● **The task**: For this exercise, output the line containing "Where can the scissors" and every line after it through the end of the records, exactly, and no other line.

● **Task data**:

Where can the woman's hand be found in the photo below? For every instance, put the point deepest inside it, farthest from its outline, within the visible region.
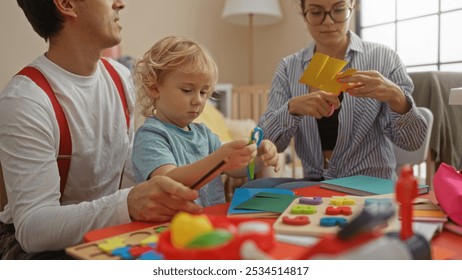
(372, 84)
(317, 104)
(268, 154)
(237, 154)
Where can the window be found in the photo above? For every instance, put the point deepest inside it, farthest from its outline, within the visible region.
(425, 33)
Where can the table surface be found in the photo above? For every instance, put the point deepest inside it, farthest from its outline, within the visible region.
(446, 245)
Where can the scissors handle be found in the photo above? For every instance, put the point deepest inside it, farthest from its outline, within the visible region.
(256, 136)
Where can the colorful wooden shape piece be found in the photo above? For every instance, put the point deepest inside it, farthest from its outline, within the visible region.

● **Answer section**:
Where can the scissors handle be found in the photo above? For every instance, put the point deepest inside it, farthest from its outline, within the visible region.
(256, 136)
Where can the colorful wooden shape piece be found in the photo above? For every instance, put the point deepest inside it, farthest from its outline, within the visible region.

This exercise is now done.